Given passage:

:::::

Metadata-Version: 2.4
Name: omnilint
Version: 0.1.5
Summary: AI Dataset Quality Auditor - Tabular & Image
Author: Audtic Nagata
License: MIT
Classifier: Development Status :: 3 - Alpha
Classifier: Intended Audience :: Developers
Classifier: Programming Language :: Python :: 3.11
Classifier: Programming Language :: Python :: 3.12
Requires-Python: >=3.11
Description-Content-Type: text/markdown
License-File: LICENSE
Requires-Dist: pandas
Requires-Dist: numpy
Requires-Dist: scipy
Requires-Dist: scikit-learn
Requires-Dist: faiss-cpu
Requires-Dist: sentence-transformers
Requires-Dist: typer
Requires-Dist: streamlit
Requires-Dist: rich
Requires-Dist: jinja2
Requires-Dist: plotly
Requires-Dist: pyyaml
Provides-Extra: dev
Requires-Dist: pytest; extra == "dev"
Requires-Dist: black; extra == "dev"
Requires-Dist: ruff; extra == "dev"
Requires-Dist: mypy; extra == "dev"
Requires-Dist: build; extra == "dev"
Requires-Dist: twine; extra == "dev"
Provides-Extra: image
Requires-Dist: Pillow; extra == "image"
Requires-Dist: opencv-python; extra == "image"
Requires-Dist: imagehash; extra == "image"
Requires-Dist: torch; extra == "image"
Requires-Dist: clip; extra == "image"
Dynamic: license-file

# OmniLint

AI Dataset Quality Auditor — detect, report, and score quality issues in tabular and image datasets before they break your model.

:::::

Aim 1:
Say whether each statement agrees with the omnilint package metadata, answering yes or no and quoting the deciding words of the text: (a) the package requires Python 3.11 or newer; (b) the package is released under the Apache license; (c) Pillow is listed under the "dev" extra.

(Collected data)
:::::

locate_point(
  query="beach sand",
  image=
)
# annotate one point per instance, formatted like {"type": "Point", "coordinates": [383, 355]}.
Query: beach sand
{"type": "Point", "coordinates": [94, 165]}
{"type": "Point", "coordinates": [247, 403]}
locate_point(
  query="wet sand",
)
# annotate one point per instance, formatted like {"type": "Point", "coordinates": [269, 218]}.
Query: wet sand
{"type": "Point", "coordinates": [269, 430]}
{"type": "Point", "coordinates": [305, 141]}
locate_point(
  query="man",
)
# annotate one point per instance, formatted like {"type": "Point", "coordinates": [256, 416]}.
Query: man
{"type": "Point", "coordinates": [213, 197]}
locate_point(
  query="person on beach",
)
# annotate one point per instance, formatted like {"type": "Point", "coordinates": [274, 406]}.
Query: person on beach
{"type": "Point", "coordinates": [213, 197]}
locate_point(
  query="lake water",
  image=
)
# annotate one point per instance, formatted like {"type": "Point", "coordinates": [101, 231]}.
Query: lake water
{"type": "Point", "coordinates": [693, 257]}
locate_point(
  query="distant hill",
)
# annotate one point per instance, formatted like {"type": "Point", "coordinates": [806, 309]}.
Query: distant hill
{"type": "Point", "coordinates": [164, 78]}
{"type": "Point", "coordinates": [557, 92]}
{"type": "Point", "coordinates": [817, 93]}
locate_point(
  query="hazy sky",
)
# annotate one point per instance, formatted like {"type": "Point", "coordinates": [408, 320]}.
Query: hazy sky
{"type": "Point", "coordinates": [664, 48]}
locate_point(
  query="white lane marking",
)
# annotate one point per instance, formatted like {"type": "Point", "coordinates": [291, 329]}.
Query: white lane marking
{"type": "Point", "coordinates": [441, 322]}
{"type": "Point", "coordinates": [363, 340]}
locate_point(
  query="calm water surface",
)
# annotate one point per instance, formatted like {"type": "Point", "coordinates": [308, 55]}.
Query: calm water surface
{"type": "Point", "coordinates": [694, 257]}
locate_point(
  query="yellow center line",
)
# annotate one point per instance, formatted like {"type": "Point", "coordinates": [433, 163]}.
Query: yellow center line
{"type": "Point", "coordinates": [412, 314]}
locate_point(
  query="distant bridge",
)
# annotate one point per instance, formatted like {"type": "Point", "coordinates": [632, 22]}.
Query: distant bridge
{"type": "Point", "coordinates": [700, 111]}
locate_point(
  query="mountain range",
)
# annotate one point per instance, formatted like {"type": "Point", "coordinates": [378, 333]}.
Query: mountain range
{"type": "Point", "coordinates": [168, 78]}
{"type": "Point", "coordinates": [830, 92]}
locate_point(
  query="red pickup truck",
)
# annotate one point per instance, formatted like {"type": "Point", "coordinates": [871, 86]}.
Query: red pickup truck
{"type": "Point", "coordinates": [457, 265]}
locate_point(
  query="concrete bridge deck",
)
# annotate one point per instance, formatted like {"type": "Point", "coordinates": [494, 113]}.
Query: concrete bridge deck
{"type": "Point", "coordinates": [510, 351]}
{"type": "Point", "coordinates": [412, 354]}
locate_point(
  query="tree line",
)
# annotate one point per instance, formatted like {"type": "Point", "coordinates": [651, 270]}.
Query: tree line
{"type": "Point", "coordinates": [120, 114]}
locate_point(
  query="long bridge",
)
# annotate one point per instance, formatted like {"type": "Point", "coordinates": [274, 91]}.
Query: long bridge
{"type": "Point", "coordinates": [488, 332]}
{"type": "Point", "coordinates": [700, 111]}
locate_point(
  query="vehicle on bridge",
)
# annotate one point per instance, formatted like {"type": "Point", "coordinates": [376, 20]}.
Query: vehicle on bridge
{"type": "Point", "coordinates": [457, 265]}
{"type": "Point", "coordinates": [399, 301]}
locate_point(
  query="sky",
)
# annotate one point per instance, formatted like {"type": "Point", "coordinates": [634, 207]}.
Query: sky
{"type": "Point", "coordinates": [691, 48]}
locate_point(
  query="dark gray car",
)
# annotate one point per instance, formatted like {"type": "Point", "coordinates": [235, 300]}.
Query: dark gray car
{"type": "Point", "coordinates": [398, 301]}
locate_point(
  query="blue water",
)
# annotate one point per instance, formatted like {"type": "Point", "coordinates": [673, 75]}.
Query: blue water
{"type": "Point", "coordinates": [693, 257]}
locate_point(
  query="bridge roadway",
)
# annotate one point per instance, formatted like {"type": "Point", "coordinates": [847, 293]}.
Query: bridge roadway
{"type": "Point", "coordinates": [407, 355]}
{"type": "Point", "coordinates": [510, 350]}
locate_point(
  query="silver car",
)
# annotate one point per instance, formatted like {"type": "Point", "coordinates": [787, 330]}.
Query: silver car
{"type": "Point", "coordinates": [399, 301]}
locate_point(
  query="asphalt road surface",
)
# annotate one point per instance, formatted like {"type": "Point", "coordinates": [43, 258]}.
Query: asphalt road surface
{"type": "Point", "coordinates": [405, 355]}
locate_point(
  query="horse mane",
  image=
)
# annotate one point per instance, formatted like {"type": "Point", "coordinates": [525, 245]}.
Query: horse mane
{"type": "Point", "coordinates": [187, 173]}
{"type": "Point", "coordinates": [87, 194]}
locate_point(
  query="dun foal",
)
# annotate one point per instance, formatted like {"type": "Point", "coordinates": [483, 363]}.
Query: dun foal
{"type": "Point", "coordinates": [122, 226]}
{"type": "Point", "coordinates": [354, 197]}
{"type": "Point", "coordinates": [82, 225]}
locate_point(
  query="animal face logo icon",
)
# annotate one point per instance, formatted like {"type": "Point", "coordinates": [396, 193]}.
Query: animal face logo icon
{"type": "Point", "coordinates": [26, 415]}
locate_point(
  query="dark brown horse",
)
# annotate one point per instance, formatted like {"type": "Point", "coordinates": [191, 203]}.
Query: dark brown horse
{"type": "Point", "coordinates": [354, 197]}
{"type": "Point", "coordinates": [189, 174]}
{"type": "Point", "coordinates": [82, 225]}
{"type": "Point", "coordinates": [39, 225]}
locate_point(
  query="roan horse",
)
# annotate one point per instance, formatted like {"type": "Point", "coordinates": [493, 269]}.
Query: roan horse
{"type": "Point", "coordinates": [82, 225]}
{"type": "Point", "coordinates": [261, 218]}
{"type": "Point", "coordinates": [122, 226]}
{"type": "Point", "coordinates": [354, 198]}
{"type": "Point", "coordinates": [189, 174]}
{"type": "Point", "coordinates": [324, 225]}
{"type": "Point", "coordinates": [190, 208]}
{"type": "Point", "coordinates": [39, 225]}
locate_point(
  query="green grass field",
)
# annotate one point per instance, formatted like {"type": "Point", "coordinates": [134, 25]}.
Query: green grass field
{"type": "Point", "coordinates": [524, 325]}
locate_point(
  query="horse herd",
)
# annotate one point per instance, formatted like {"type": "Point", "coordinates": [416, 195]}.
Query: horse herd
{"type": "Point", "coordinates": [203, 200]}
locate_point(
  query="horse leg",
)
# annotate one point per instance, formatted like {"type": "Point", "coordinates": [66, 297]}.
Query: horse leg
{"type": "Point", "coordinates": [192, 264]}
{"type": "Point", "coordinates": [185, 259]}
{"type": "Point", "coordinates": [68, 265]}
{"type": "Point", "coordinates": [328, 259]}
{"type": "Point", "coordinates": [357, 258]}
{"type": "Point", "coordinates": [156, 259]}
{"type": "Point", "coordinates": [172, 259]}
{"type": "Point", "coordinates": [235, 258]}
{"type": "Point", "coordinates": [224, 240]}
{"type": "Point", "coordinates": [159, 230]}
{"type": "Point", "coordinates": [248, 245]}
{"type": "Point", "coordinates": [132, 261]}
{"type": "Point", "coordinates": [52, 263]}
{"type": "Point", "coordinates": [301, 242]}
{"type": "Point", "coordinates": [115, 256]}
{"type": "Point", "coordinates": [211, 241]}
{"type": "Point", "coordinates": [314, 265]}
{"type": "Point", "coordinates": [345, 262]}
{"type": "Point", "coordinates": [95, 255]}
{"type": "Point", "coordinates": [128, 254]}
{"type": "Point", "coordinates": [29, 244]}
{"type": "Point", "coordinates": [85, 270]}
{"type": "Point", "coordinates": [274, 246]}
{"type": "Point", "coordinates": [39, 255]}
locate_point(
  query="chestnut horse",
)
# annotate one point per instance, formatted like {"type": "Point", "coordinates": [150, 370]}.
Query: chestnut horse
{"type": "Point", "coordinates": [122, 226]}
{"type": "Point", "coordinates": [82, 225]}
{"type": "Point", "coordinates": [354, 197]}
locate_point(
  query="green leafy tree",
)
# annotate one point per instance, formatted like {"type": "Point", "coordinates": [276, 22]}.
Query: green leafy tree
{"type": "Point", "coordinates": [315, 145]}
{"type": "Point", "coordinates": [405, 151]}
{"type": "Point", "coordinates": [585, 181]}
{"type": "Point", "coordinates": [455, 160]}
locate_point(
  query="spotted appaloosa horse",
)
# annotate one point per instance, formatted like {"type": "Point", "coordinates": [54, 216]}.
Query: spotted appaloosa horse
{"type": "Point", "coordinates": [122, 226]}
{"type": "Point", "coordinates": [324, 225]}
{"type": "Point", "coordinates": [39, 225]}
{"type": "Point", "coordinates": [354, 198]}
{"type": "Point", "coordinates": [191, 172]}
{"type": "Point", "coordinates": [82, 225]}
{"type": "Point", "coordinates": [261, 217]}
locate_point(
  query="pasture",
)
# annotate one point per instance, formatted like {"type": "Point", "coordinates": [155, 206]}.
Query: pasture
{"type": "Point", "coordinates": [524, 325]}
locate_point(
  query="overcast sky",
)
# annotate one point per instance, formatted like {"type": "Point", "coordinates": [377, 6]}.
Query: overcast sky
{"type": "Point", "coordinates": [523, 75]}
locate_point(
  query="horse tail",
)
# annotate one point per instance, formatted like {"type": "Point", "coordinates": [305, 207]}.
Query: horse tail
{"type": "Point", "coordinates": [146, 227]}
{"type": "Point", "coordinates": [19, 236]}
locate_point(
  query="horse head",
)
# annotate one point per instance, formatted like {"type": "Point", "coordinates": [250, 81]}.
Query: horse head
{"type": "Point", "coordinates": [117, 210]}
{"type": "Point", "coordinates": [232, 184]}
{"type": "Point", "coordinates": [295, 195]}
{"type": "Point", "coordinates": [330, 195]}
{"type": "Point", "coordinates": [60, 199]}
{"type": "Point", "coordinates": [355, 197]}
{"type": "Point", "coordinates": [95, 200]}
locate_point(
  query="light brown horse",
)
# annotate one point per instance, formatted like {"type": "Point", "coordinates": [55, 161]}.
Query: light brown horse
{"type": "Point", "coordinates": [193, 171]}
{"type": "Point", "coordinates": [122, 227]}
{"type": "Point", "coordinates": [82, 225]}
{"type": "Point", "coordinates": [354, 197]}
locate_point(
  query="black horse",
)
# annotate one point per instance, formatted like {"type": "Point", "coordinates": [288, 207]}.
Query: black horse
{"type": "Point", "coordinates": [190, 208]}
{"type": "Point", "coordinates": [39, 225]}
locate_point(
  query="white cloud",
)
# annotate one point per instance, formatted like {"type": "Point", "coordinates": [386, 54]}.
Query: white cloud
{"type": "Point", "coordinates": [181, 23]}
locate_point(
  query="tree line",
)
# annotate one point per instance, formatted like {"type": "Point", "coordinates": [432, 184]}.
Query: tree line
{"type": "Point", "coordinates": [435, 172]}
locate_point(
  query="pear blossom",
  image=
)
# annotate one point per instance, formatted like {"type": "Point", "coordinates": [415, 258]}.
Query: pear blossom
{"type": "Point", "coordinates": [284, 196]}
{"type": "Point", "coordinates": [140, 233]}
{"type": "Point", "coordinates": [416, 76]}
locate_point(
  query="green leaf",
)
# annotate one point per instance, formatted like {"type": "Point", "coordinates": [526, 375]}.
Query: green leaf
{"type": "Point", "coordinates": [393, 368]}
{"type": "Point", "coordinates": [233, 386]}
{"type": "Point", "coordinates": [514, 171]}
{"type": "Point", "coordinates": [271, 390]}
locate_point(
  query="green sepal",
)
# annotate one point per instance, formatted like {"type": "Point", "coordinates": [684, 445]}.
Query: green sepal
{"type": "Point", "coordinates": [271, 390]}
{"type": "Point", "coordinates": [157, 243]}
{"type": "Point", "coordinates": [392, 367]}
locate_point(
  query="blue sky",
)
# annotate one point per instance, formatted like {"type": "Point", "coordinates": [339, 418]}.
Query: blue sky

:::::

Aim 2:
Find every line in the records that contains the string "person", and copy each one. Case counts.

Correct output 1:
(a) Yes: "Requires-Python: >=3.11"
(b) No: "License: MIT"
(c) No: "Requires-Dist: Pillow; extra == "image""

Correct output 2:
  query="person on beach",
Query: person on beach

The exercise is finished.